### Tarea a resolver
Extraiga de las líneas que siguen todas las que contengan la palabra «water», distinguiendo entre mayúsculas y minúsculas.

### Datos para procesar
▼

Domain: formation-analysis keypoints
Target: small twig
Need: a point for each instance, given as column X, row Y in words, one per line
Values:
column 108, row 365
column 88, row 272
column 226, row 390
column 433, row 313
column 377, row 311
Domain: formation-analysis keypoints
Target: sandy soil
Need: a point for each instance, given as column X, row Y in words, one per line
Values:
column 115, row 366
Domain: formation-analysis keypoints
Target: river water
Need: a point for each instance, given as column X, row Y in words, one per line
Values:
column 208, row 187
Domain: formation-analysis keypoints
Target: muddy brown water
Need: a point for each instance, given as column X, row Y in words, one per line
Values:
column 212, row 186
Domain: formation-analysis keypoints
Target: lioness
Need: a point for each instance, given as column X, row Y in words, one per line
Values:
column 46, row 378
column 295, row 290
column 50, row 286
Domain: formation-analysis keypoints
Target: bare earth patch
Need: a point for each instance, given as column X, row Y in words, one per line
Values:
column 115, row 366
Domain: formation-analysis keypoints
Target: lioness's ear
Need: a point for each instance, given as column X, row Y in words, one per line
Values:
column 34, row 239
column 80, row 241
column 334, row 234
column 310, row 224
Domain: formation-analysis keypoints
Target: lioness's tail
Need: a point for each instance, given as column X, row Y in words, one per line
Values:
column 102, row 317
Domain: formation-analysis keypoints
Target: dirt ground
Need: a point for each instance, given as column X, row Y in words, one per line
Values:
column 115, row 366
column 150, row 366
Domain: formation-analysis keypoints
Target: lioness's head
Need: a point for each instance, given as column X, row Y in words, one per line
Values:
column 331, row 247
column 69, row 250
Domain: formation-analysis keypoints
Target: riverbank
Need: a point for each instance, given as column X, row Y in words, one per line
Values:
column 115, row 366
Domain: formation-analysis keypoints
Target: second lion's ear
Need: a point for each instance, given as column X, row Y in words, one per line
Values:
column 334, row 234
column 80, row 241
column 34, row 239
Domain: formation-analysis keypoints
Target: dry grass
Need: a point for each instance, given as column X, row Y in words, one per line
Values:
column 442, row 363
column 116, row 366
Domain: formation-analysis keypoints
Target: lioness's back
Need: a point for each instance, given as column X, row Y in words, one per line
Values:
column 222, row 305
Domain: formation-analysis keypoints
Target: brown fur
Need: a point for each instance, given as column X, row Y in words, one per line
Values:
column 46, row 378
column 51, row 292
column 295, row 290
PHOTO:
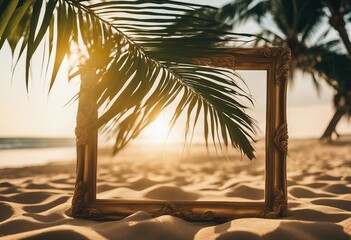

▲

### Resultado
Target: river water
Target: muddy brown water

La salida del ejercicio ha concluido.